■ Texte à lire
══════
En janvier 1750, Marc-René de Paulmy de Voyer d’Argenson, marquis de Voyer, acquiert sa propriété d’Asnières. Constitué d’une grande maison, de ses dépendances et de ses jardins, ce domaine est connu pour avoir appartenu entre autres à la comtesse de Parabère, maîtresse du Régent.

Le château fut édifié de 1750 à 1752, sur les fondations de cette maison de campagne. Les plans sont de Jacques Hardouin-Mansart de Sagonne, architecte du Roi, et de brillants artistes comme Nicolas Pineau ou Guillaume II Coustou ont participé à la décoration intérieure et extérieure.

 

Le château d’Asnières est une œuvre significative et typique du XVIIIe siècle ; la chambre du marquis en conserve ses caractéristiques et les deux escaliers principaux sont dotés de très belles rampes en ferronnerie de cette époque.

Quand le marquis de Voyer, Maréchal des Camps et Armées du Roi entre autres titres, est nommé directeur général des Haras de France, il se doit d’abriter les meilleurs éléments de la race chevaline, dont la reproduction doit répondre aux demandes incessantes de l’armée. Son domaine, s’étirant de l’actuel pont de Clichy à celui d’Asnières, comprend divers jardins, de grandes écuries et un manège à ciel ouvert. En 1769, le marquis, endetté, se sépare du château déjà dépouillé de ses meubles.

Depuis, plusieurs propriétaires se sont succédé dont Jean-Baptiste Duchesnay qui devient, en 1836, maire d’Asnières et…châtelain !

Le château sera ensuite utilisé comme bâtiment scolaire (École Ozanam) de 1897 à 1913, puis comme institution pour jeunes filles, Institution Sainte-Agnès, de 1913 à 1975.

 

Première ouverture au public

En 1992, la Ville l’acquiert définitivement et entreprend diverses campagnes de restauration. Les travaux, longtemps différés, ont débuté en 1994 pour s’accélérer à partir de 2004 par la volonté du Maire et du Conseil municipal afin d’aboutir à une ouverture partielle du château au public dès septembre 2006.

Les travaux de restauration de l’ensemble du rez-de-chaussée ont été achevés en 2009 et l’inauguration du monument, avec la restauration complète des pièces du premier étage, a eu lieu en septembre 2014.
══════
■ Données brutes
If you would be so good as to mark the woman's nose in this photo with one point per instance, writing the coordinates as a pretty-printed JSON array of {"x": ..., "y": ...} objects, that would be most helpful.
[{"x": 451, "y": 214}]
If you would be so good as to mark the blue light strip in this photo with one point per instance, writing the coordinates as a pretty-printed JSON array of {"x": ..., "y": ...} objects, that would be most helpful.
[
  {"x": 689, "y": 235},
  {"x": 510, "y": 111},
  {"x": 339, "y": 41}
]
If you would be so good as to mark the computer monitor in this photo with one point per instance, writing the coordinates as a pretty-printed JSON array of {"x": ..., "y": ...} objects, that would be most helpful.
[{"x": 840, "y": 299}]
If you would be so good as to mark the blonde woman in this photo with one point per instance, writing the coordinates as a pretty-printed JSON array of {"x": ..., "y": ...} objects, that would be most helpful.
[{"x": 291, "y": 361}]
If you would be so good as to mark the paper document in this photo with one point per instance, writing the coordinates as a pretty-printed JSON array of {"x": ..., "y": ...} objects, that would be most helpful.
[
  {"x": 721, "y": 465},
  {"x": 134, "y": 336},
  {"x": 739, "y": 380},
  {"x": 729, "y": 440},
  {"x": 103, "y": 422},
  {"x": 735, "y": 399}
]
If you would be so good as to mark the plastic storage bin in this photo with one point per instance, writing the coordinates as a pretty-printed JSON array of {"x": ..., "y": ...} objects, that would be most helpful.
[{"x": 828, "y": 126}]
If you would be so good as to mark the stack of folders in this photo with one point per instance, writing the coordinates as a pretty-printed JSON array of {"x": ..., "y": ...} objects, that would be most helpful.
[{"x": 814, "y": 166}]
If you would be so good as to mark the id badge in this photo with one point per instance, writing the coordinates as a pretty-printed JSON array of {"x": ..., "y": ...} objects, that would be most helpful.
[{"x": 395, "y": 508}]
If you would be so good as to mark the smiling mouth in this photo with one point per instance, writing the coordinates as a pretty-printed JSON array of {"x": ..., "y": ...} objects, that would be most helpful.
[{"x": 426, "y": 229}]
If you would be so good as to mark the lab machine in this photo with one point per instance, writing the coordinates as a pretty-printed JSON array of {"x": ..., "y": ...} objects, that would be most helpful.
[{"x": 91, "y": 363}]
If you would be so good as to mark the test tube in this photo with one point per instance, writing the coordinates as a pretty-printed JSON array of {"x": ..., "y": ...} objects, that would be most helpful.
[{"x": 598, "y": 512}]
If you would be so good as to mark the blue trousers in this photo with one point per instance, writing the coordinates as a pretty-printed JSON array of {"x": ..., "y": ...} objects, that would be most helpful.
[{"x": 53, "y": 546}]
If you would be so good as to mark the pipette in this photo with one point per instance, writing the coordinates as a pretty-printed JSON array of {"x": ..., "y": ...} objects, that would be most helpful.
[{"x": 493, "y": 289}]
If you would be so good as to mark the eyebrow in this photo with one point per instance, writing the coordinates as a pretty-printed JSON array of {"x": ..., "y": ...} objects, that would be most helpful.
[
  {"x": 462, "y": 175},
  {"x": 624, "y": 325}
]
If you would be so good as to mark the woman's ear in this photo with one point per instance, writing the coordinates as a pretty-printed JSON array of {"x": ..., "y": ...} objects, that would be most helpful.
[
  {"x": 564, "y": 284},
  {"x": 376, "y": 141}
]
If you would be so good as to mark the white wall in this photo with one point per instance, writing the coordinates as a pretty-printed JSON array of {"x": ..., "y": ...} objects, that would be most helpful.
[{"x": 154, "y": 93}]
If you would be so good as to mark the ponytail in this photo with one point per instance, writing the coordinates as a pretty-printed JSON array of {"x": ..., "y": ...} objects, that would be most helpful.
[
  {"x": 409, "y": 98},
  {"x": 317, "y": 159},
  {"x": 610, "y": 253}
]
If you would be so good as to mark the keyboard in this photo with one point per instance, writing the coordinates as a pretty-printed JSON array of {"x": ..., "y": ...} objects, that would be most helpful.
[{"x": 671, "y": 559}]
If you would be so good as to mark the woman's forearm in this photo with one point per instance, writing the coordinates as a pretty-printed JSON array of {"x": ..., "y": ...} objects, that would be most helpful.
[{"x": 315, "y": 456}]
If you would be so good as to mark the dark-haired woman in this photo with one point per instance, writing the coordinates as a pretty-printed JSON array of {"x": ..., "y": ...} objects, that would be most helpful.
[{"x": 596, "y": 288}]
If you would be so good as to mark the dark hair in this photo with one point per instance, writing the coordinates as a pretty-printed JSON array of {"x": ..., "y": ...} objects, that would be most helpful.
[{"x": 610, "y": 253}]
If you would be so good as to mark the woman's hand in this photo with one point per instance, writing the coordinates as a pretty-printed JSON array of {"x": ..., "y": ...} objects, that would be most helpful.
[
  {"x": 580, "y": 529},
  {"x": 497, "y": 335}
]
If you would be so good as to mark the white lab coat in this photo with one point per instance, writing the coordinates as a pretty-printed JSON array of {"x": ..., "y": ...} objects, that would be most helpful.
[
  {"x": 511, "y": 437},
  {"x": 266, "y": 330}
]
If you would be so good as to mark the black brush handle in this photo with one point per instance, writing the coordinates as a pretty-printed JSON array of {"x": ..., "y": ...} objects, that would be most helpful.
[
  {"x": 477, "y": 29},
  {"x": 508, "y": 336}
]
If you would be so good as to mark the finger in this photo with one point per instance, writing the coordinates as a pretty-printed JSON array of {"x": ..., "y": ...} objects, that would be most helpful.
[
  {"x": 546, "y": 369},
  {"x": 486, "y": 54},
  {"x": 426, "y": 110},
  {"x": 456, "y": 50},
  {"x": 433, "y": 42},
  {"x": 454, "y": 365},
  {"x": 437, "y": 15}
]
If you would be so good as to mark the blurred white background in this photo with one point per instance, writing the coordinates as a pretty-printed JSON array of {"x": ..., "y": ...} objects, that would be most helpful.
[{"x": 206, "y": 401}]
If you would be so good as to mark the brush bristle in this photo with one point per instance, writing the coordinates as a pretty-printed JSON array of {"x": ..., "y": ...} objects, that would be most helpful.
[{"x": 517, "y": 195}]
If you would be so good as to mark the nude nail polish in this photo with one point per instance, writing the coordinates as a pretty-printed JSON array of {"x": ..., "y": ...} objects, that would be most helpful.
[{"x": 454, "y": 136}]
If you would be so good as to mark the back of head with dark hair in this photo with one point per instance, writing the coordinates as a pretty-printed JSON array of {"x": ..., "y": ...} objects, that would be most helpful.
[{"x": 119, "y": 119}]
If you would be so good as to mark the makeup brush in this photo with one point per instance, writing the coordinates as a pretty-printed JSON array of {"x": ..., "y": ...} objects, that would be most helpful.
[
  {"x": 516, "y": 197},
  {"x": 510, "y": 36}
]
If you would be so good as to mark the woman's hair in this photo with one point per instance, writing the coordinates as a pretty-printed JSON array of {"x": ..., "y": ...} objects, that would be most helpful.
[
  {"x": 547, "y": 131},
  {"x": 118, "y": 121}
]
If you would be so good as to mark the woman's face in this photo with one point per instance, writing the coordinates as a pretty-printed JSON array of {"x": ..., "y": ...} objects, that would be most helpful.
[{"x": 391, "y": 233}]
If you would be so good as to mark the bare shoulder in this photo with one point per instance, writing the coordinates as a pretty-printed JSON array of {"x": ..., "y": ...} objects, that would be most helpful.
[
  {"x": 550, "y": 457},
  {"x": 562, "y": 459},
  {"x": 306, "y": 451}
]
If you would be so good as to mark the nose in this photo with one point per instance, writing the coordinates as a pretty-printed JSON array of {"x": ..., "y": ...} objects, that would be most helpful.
══════
■ Série d'exercices
(A) Reprenez le passage du texte sur le château d'Asnières qui commence par « Depuis, plusieurs propriétaires » et se termine par « dès septembre 2006. », en remplaçant « Institution Sainte-Agnès » par « Institution Sainte-Marie ».
(B) Répondez à ces questions sur le texte consacré au château d'Asnières :
(i) En quel mois et en quelle année le marquis de Voyer acquiert-il sa propriété d'Asnières ?
(ii) Qui a dessiné les plans du château ?
(iii) Quand a eu lieu l'inauguration du monument ?
(C) Prolongez le texte sur le château d'Asnières après sa dernière phrase.

■ Exercices corrigés
(A)
Depuis, plusieurs propriétaires se sont succédé dont Jean-Baptiste Duchesnay qui devient, en 1836, maire d’Asnières et…châtelain !

Le château sera ensuite utilisé comme bâtiment scolaire (École Ozanam) de 1897 à 1913, puis comme institution pour jeunes filles, Institution Sainte-Marie, de 1913 à 1975.

 

Première ouverture au public

En 1992, la Ville l’acquiert définitivement et entreprend diverses campagnes de restauration. Les travaux, longtemps différés, ont débuté en 1994 pour s’accélérer à partir de 2004 par la volonté du Maire et du Conseil municipal afin d’aboutir à une ouverture partielle du château au public dès septembre 2006.

(B)
(i) En janvier 1750.
(ii) Jacques Hardouin-Mansart de Sagonne, architecte du Roi.
(iii) En septembre 2014.

(C)
Les travaux de restauration ont été assurés par la maîtrise d’œuvre de Frédéric Didier, Architecte en chef des Bâtiments de France, et financés par la Ville d’Asnières-sur-Seine, propriétaire des lieux, avec le concours du Ministère de la Culture (DRAC Île-de-France), du Conseil régional d’Île-de-France, du Conseil départemental des Hauts-de-Seine et du sénateur Gattolin.

Si le château d’Asnières a suscité immédiatement de la curiosité, de l’admiration, de l’émotion, il a rapidement pris le surnom de « petit bijou de la petite Couronne ». Il est, en effet, l’un des rares survivants de tous les châteaux de style Rocaille des Hauts-de-Seine. La tourmente révolutionnaire épargnera heureusement le château. En effet, la Ville sera préservée, à cette période, des spoliations et des crimes.


Splendeurs et misères d’un château de plaisance

Premier acte de renaissance

Tout en achevant la restauration extérieure, les travaux menés de février 2005 à septembre 2006 inaugurent une dynamique nouvelle de résurrection de ce patrimoine exceptionnel, permettant pour la première fois l’ouverture de quelques-unes des salles les plus remarquables, tout en l’inscrivant dans un cadre environnemental digne de lui. 

Après la consolidation des structures du bâtiment, très éprouvées par plus d’un siècle d’usage scolaire et trois décennies d’abandon, c’est toute la partie orientale du rez-de-chaussée du château, qui a été restaurée et équipée de toutes les infrastructures modernes.

 

La galerie, un miraculeux retour d’exil

Écrin des collections du marquis de Voyer, la galerie a perdu en 1897 ses superbes lambris Rocaille dus au talent de Nicolas Pineau. Demeuré un siècle dans les réserves d’un antiquaire, le décor a pu être racheté en 1996 et être remonté à son emplacement d’origine. 

Le parquet à panneaux Versailles, rétabli d’après les témoins en place a retrouvé une finition colorée conforme aux usages du XVIIIe siècle, de même que les boiseries sculptées dont la teinte d’origine, a pu être reconstituée d’après les témoins conservés. Avec la cheminée et les 3 bordures de glace disparues, évoquées en trompe-l’œil d’après les dessins de Pineau, l’ensemble permet de redécouvrir l’un des témoins majeurs du style Rocaille parisien.

 


Le Grand Salon et la chambre du Marquis, des chefs d’œuvre dispersés

Le décor des boiseries sculptées et dorées du grand salon vendu en même temps que celui de la galerie, est aujourd’hui remonté en Angleterre. Les arrière-voussures des baies et la corniche, ont retrouvé leurs couleurs du XVIIIe siècle.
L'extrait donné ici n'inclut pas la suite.